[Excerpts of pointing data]
#####
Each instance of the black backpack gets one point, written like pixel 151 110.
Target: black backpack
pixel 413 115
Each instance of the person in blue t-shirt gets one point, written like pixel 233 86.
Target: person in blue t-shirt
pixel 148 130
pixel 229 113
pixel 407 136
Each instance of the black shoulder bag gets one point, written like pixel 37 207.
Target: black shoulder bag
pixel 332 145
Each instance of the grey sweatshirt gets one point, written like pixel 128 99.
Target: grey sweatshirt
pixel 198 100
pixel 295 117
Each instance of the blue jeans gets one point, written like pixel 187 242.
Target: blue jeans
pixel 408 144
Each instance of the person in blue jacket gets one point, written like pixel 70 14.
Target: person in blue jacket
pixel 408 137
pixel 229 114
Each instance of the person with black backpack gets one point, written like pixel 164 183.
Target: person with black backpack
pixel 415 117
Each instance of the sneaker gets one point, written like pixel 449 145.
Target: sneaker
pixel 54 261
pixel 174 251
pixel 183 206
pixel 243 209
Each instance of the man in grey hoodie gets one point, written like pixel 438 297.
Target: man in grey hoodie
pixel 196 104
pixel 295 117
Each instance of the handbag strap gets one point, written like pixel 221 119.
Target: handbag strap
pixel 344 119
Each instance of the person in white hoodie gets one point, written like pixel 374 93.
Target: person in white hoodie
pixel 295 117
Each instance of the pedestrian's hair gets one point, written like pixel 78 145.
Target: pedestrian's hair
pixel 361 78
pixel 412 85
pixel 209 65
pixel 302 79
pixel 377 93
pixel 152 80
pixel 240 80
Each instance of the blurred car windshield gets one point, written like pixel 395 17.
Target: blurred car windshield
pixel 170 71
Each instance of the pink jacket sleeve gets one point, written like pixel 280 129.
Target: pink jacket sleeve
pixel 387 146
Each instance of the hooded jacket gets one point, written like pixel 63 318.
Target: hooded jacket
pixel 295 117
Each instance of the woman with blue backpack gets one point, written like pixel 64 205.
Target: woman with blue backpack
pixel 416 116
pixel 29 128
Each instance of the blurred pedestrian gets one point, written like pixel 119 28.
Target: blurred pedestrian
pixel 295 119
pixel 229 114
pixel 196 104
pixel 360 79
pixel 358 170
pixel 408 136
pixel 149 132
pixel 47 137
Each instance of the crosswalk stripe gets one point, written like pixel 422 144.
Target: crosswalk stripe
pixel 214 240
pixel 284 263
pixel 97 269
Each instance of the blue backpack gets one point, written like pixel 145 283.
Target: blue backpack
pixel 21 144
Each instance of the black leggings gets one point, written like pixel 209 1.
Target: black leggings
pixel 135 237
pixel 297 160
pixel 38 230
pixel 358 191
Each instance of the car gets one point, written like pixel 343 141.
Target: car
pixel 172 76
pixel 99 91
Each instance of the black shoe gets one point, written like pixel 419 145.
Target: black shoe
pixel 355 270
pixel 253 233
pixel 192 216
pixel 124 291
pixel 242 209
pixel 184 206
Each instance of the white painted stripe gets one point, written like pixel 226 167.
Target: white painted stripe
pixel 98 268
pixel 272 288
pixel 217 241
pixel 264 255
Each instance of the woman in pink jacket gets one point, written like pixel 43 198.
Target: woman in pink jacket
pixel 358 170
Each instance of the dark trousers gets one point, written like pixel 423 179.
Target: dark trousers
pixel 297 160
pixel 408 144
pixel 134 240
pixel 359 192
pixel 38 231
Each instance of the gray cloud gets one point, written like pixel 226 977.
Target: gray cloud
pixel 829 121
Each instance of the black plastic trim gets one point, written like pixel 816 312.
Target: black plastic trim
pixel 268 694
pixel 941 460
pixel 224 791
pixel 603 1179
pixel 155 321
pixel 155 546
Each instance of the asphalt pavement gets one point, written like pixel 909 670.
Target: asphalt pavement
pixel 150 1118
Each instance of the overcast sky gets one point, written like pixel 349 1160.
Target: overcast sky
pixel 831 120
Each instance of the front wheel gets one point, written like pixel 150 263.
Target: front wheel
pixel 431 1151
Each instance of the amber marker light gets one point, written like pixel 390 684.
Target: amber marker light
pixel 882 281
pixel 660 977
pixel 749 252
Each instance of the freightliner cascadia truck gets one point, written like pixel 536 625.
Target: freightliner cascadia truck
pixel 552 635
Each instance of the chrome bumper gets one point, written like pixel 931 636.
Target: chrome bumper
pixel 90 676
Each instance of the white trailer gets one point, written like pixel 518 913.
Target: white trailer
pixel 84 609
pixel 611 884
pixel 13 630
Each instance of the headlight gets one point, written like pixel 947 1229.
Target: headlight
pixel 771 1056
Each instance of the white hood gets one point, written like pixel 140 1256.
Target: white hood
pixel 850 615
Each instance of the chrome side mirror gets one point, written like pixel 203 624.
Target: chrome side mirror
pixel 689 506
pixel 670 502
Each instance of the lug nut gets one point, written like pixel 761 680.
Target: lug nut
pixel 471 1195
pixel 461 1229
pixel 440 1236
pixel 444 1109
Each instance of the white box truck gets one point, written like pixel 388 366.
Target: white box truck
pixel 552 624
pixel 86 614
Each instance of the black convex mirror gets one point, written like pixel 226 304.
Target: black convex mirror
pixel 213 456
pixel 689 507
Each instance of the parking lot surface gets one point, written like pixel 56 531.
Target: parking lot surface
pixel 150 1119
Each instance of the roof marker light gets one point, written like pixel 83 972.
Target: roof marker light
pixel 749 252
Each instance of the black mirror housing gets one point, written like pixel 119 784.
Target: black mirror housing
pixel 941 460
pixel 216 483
#####
Number the lines of all the rows above as a list, dropping any blank lines.

- _Result below_:
1. Each instance of the black backpack gets one point, written like pixel 151 110.
2. Target: black backpack
3. pixel 413 115
4. Each instance of the person in blue t-shirt gets one point, written like pixel 233 86.
5. Target: person in blue t-shirt
6. pixel 148 130
7. pixel 229 113
8. pixel 407 136
9. Each instance of the black shoulder bag gets one point, written like pixel 37 207.
10. Target: black shoulder bag
11. pixel 332 145
12. Each instance of the grey sweatshirt gets one point, written like pixel 128 99.
13. Target: grey sweatshirt
14. pixel 198 100
15. pixel 295 117
16. Each instance of the blue jeans gets one point, written like pixel 187 242.
17. Target: blue jeans
18. pixel 408 144
19. Each instance of the person in blue jacket gets one point, written like pixel 70 14.
20. Target: person in blue jacket
21. pixel 408 137
22. pixel 229 114
23. Each instance of the person with black backpack gets one point, written like pixel 164 183.
24. Target: person with black backpack
25. pixel 415 117
26. Each instance of the sneaker gets one point, written like pixel 449 145.
27. Target: sneaker
28. pixel 54 261
29. pixel 174 251
30. pixel 183 206
31. pixel 243 209
32. Each instance of the man in grey hoodie gets one point, written like pixel 438 297.
33. Target: man in grey hoodie
34. pixel 196 104
35. pixel 295 117
36. Each instance of the handbag strap gets one point, written like pixel 221 119.
37. Target: handbag strap
38. pixel 344 119
39. Each instance of the person in white hoodie gets one point, written like pixel 374 93.
40. Target: person in white hoodie
41. pixel 295 117
42. Each instance of the pedestrian's hair gets one point, written like pixel 78 145.
43. Target: pedestrian's hair
44. pixel 361 78
45. pixel 412 85
46. pixel 209 65
47. pixel 302 79
48. pixel 377 93
49. pixel 152 80
50. pixel 240 80
51. Each instance of the blurred car windshield gets one point, written like pixel 395 17.
52. Target: blurred car windshield
53. pixel 170 71
54. Each instance of the pink jacket sleeve gets one point, written like pixel 280 129.
55. Target: pink jacket sleeve
56. pixel 387 146
57. Each instance of the hooded jacket gets one point, written like pixel 63 318.
58. Target: hooded jacket
59. pixel 295 117
60. Each instance of the woman with blue backpack gets one point, written like pixel 64 205.
61. Target: woman with blue backpack
62. pixel 416 116
63. pixel 29 128
64. Each instance of the blurred pedestrian gets one point, written like pixel 119 28.
65. Target: blurred pedestrian
66. pixel 295 119
67. pixel 229 114
68. pixel 196 104
69. pixel 360 79
70. pixel 358 170
71. pixel 408 136
72. pixel 149 132
73. pixel 47 137
74. Each instance of the crosswalk stripe gets one point, written like pixel 422 144.
75. Target: crosswalk stripe
76. pixel 214 240
77. pixel 284 263
78. pixel 97 269
79. Each instance of the blue backpack gets one point, written like pixel 145 283.
80. Target: blue backpack
81. pixel 21 144
82. Each instance of the black leggings gets one point, written like pixel 209 1.
83. Target: black leggings
84. pixel 135 237
85. pixel 297 160
86. pixel 38 230
87. pixel 358 191
88. Each instance of the car gets one point, written like pixel 343 141.
89. Target: car
90. pixel 172 76
91. pixel 99 91
92. Each instance of the black shoe gets one point, written like pixel 419 145.
93. Target: black shoe
94. pixel 355 270
95. pixel 253 233
96. pixel 192 216
97. pixel 124 291
98. pixel 242 209
99. pixel 184 206
100. Each instance of the white painted stripe gets one point, written like pixel 226 167.
101. Target: white painted stripe
102. pixel 98 268
103. pixel 272 288
104. pixel 217 241
105. pixel 264 255
106. Each instance of the woman in pink jacket gets one point, written like pixel 43 198.
107. Target: woman in pink jacket
108. pixel 358 170
109. Each instance of the dark trousers gets one point, written like pixel 423 179.
110. Target: dark trousers
111. pixel 297 160
112. pixel 408 144
113. pixel 134 240
114. pixel 359 192
115. pixel 38 231
116. Each instance of the gray cloud gets one point, written like pixel 226 977.
117. Target: gray cloud
118. pixel 829 121
119. Each instance of the black plastic trim gets one point, written like pixel 816 312.
120. Target: black plastic trim
121. pixel 268 694
122. pixel 941 460
123. pixel 224 791
124. pixel 603 1179
125. pixel 155 321
126. pixel 155 546
127. Each instance of the asphalt pavement gets one point, written like pixel 909 670.
128. Target: asphalt pavement
129. pixel 150 1118
130. Each instance of the overcast sky gets one point, written like pixel 349 1160.
131. Target: overcast sky
132. pixel 831 120
133. Each instance of the front wheel gets one point, written like pixel 150 263.
134. Target: front wheel
135. pixel 431 1151
136. Each instance of the amber marker light gets one point, written like pixel 390 684.
137. Target: amber marker light
138. pixel 882 281
139. pixel 660 977
140. pixel 749 252
141. Each instance of the freightliner cascadia truck gets one point, written like pixel 536 625.
142. Target: freightliner cascadia truck
143. pixel 552 635
144. Each instance of the chrome bumper gets one point, written like pixel 931 636.
145. Target: chrome bumper
146. pixel 90 676
147. Each instance of the white trailer gets one point, written like pixel 518 913.
148. Target: white trailer
149. pixel 84 609
150. pixel 611 884
151. pixel 13 630
152. Each instance of the headlight gets one point, written like pixel 947 1229.
153. Target: headlight
154. pixel 771 1056
155. Each instance of the white hood gets one point, written like pixel 140 1256.
156. Target: white hood
157. pixel 850 615
158. Each instance of the chrome side mirror gets one point, written like pixel 203 624.
159. Target: chrome side mirror
160. pixel 689 506
161. pixel 670 502
162. Each instance of the lug nut gets one point, written like pixel 761 680.
163. Target: lug nut
164. pixel 471 1195
165. pixel 461 1229
166. pixel 440 1236
167. pixel 444 1109
168. Each instance of the white box truck gets one point, written like pixel 388 366.
169. Target: white box truck
170. pixel 552 624
171. pixel 86 614
172. Each instance of the black convex mirror gets one point, written like pixel 226 304.
173. Target: black convex mirror
174. pixel 213 456
175. pixel 689 507
176. Each instance of the parking lot surface gets one point, written like pixel 56 531.
177. Target: parking lot surface
178. pixel 150 1119
179. Each instance of the roof marker light gets one point, written like pixel 83 972.
180. Target: roof marker light
181. pixel 749 252
182. Each instance of the black mirror housing gets one point, written like pixel 119 784.
183. Target: black mirror housing
184. pixel 941 460
185. pixel 216 483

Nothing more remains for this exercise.